### EXERCISE REQUIREMENTS
For this task, copy the data that follows exactly, keeping every character.

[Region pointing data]
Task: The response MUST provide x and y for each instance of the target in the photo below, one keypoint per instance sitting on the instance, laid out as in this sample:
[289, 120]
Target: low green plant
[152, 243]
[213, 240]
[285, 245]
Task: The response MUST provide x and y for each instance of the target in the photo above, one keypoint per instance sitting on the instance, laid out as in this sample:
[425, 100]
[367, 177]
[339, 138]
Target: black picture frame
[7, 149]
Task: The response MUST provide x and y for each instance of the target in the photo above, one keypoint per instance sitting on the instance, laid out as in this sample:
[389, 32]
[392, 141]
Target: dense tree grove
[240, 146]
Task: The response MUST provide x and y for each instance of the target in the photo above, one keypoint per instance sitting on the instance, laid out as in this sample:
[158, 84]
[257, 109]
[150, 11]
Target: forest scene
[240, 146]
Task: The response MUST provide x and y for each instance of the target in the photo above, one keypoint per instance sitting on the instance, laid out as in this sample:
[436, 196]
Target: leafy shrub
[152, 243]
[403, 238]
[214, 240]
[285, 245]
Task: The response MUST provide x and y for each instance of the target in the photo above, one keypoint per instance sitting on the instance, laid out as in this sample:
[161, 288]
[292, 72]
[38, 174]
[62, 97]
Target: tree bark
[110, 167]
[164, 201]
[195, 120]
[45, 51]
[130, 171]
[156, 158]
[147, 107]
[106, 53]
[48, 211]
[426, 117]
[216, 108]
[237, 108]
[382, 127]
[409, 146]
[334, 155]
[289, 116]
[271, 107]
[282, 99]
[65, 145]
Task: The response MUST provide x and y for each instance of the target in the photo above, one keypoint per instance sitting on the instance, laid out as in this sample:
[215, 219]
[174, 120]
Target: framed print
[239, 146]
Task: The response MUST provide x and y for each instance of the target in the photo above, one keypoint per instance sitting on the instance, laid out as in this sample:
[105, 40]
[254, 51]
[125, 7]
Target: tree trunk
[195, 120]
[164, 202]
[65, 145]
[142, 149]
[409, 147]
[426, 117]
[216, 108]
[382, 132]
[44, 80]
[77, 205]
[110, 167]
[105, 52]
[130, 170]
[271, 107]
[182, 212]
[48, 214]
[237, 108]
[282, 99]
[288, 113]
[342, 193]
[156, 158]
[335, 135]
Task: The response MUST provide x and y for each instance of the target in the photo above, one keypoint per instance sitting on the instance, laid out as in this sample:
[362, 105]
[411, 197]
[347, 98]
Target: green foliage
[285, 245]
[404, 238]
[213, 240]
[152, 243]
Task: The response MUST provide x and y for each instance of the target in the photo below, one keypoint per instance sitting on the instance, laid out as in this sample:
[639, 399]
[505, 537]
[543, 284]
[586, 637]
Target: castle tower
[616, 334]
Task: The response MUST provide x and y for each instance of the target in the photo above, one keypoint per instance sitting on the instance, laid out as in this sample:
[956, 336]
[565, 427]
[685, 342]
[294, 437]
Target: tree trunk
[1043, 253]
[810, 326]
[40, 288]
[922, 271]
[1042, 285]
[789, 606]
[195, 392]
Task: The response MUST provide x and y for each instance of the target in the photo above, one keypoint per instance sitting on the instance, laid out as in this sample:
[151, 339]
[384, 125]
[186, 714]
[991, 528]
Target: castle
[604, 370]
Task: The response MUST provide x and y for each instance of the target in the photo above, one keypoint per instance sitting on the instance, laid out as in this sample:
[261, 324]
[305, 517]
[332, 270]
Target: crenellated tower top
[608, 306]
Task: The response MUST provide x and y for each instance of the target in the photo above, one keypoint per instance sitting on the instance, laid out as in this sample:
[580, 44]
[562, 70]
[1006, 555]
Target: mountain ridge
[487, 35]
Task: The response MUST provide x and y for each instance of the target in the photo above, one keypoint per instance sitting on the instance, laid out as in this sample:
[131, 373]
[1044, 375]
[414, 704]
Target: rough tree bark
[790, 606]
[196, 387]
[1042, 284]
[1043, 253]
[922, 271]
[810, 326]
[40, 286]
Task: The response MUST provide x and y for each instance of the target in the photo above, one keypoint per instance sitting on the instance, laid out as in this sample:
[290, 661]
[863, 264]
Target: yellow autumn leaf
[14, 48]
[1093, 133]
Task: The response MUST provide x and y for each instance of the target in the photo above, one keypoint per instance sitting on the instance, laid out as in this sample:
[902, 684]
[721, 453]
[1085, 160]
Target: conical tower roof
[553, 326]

### SOLUTION FOR THIS PROBLEM
Task: The response MUST provide x and y for each instance of the target in the photo below, one keypoint per instance sitting on the instance, laid out as in this sample:
[289, 120]
Target: low green plant
[152, 243]
[213, 240]
[285, 245]
Task: The response MUST provide x and y for each instance of the target in the photo above, one keypoint per instance sitting on the instance, laid out as in this sample:
[425, 100]
[367, 177]
[339, 138]
Target: black picture frame
[7, 149]
Task: The response MUST provide x and y for each instance of the target in the photo above, one keypoint per instance sitting on the instance, laid out as in this sample:
[389, 32]
[392, 141]
Target: dense tree grove
[240, 146]
Task: The response MUST provide x and y for each instance of the target in the photo above, one keypoint per instance sitting on the instance, laid out as in this sample:
[158, 84]
[257, 109]
[150, 11]
Target: forest scene
[240, 146]
Task: The response MUST provide x and y for each instance of the target in the photo above, one keypoint per instance sitting on the instance, laid out as in this sample:
[436, 196]
Target: leafy shrub
[152, 243]
[403, 238]
[214, 240]
[285, 245]
Task: The response MUST provide x and y for each instance of the target in the photo above, one keypoint per instance sitting on the instance, laid out as in this sample:
[161, 288]
[292, 72]
[38, 174]
[62, 97]
Target: tree bark
[110, 167]
[164, 201]
[195, 120]
[45, 51]
[130, 171]
[156, 158]
[147, 107]
[106, 53]
[48, 211]
[426, 117]
[216, 108]
[237, 108]
[382, 127]
[409, 146]
[334, 155]
[289, 116]
[271, 107]
[282, 99]
[65, 145]
Task: The response MUST provide x and y for each instance of the target in the photo above, one keypoint per instance sitting on the instance, laid out as in this sample:
[215, 219]
[174, 120]
Target: framed print
[239, 146]
Task: The response MUST provide x and y for each instance of the target in the photo above, one keypoint per instance sitting on the instance, laid out as in this sample:
[105, 40]
[254, 51]
[125, 7]
Target: tree trunk
[195, 120]
[164, 202]
[65, 145]
[142, 149]
[409, 147]
[426, 117]
[216, 108]
[382, 132]
[44, 80]
[77, 205]
[110, 167]
[105, 52]
[130, 170]
[271, 107]
[182, 212]
[48, 214]
[237, 108]
[282, 99]
[288, 113]
[342, 193]
[156, 158]
[335, 135]
Task: The response MUST provide x and y for each instance of the target in the photo above, one keypoint per instance sitting on the instance, laid out as in this sample:
[362, 105]
[411, 197]
[347, 98]
Target: green foliage
[285, 245]
[404, 238]
[213, 240]
[152, 243]
Task: The response MUST provide x and y for each instance of the target in the photo below, one keypoint per instance sitting on the instance, laid out as in this sample:
[639, 399]
[505, 537]
[543, 284]
[586, 637]
Target: castle tower
[616, 334]
Task: The response MUST provide x and y for each instance of the target in the photo above, one keypoint per instance sitting on the instance, laid out as in this sample:
[956, 336]
[565, 427]
[685, 342]
[294, 437]
Target: tree trunk
[1043, 253]
[810, 326]
[40, 288]
[922, 271]
[1042, 285]
[789, 606]
[195, 392]
Task: The response MUST provide x and y for each instance of the target in the photo above, one keypoint per instance sitting on the instance, laid out as in this sample:
[151, 339]
[384, 125]
[186, 714]
[991, 528]
Target: castle
[604, 370]
Task: The response MUST provide x and y for each instance of the target in the photo above, one keypoint per instance sitting on the instance, laid out as in this sample:
[261, 324]
[305, 517]
[332, 270]
Target: crenellated tower top
[608, 306]
Task: The response MUST provide x and y for each instance of the target in the photo above, one keypoint per instance sitting on the instance, laid out as in this sample:
[580, 44]
[562, 70]
[1006, 555]
Target: mountain ridge
[487, 35]
Task: The response MUST provide x and y for each instance of the target in the photo above, one keypoint per instance sitting on the instance, laid out as in this sample:
[131, 373]
[1044, 375]
[414, 704]
Target: rough tree bark
[790, 606]
[196, 387]
[1042, 284]
[1043, 253]
[922, 271]
[810, 326]
[40, 286]
Task: The response MUST provide x and y for each instance of the target in the photo above, one keypoint per instance sitting on the instance, laid out as in this sample:
[290, 661]
[863, 264]
Target: yellow autumn leaf
[14, 48]
[1093, 133]
Task: The response MUST provide x and y for each instance of the target in the photo above, one keypoint per instance sitting on the instance, laid out as in this sample:
[902, 684]
[721, 453]
[1085, 160]
Target: conical tower roof
[553, 326]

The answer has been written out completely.